◆ Requirements: All the data below goes into the copy word for word, but the pictures don't.
----- Provided data -----
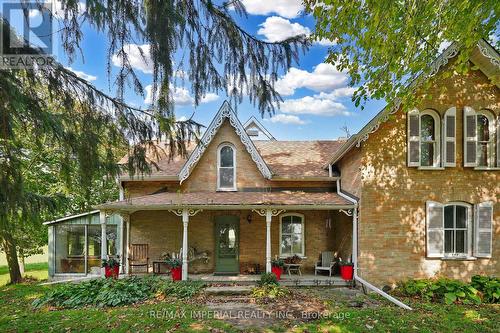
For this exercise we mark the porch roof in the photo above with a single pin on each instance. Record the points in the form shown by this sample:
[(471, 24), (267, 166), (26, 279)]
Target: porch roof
[(231, 200)]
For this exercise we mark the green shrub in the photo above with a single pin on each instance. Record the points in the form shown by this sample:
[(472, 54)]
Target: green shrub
[(443, 290), (488, 286), (269, 291), (99, 292), (180, 289), (268, 278)]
-----
◆ Written solution:
For this exercise we mark the porch roof in the photo above with a single pin on each instance. Record the points in the form shown by this sample:
[(471, 24), (267, 166), (26, 279)]
Target: porch roof
[(231, 200)]
For this exercise we mark the green shrub in the photo above with a single pin on each instance. Record the points in the form shown by this sample:
[(472, 54)]
Target: green shrub
[(443, 290), (488, 286), (269, 291), (99, 292), (180, 289), (268, 278)]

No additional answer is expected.